• _The problem_: Starting at the first line, copy the data below through to the end, exactly.
*** Block opens ***
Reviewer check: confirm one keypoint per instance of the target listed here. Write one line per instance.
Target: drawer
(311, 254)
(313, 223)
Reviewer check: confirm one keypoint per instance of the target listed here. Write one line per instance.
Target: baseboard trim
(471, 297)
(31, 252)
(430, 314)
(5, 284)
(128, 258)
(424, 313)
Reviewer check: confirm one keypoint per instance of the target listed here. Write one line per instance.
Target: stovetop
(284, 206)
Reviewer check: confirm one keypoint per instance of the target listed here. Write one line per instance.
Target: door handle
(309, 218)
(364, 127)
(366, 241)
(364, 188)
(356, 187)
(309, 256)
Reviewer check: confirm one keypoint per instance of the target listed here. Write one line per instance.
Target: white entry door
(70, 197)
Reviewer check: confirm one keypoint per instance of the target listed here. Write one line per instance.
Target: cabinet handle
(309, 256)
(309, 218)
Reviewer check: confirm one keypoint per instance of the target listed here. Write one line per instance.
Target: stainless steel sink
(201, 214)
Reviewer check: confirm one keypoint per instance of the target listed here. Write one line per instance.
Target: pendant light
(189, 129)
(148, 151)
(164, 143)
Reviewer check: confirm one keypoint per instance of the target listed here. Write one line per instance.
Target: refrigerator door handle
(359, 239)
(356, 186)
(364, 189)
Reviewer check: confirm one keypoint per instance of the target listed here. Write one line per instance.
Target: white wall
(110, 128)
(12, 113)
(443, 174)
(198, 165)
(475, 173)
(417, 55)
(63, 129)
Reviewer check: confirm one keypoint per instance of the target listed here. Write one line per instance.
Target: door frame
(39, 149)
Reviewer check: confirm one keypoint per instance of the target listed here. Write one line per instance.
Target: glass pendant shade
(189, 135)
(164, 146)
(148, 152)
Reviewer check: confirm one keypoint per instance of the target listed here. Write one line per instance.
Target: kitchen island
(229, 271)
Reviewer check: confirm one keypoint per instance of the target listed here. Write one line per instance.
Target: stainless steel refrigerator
*** Block closes ***
• _Expected output_:
Reviewer check: confirm one keypoint per instance of the target listed here. Write one line per instance.
Target: drawer
(311, 254)
(313, 223)
Reviewer check: confirm one keypoint per instance of the target listed here. Write one line per instance.
Target: baseboard trim
(471, 297)
(31, 252)
(430, 314)
(5, 284)
(128, 258)
(424, 313)
Reviewer check: confirm one keypoint per instance of the target listed here. Write one line per instance.
Target: stovetop
(284, 206)
Reviewer check: confirm one keypoint per instance of the target listed here. Write one line per instance.
Target: door handle
(309, 218)
(364, 127)
(366, 241)
(364, 188)
(356, 187)
(309, 256)
Reviewer check: confirm one keypoint per instance of the target listed here. Write one line per instance.
Target: white entry door
(70, 197)
Reviewer check: confirm one keypoint per instance of the target listed here. Write one line per instance.
Target: cabinet handle
(309, 256)
(309, 218)
Reviewer check: confirm one keypoint per instance of the target listed here. Write one line per instance.
Target: stainless steel sink
(201, 214)
Reviewer check: confirm one keypoint per instance of the target listed here. Write one line per instance.
Target: pendant light
(189, 129)
(148, 151)
(164, 143)
Reviewer check: confirm one keypoint per instance of the target listed here. Write one line per instance.
Target: refrigerator door handle
(359, 239)
(356, 186)
(364, 189)
Reviewer check: confirm one keypoint per instance of the target listed here. Write one line per instance.
Target: white wall
(110, 128)
(12, 113)
(443, 174)
(198, 165)
(475, 173)
(417, 55)
(63, 129)
Reviewer check: confirm one keypoint per instance of the target listed here. Write one line per instance.
Target: door frame
(39, 149)
Reviewer check: confirm one keypoint per instance of the target listed here. Write one line per instance.
Target: glass pendant shade
(189, 135)
(164, 146)
(148, 152)
Reviewer check: confirm one keypoint per instance of the target listed here. Write one line per instance.
Target: kitchen island
(229, 271)
Reviewer check: confirm one keypoint per instance of the target listed here. Write one line per instance.
Target: stainless steel refrigerator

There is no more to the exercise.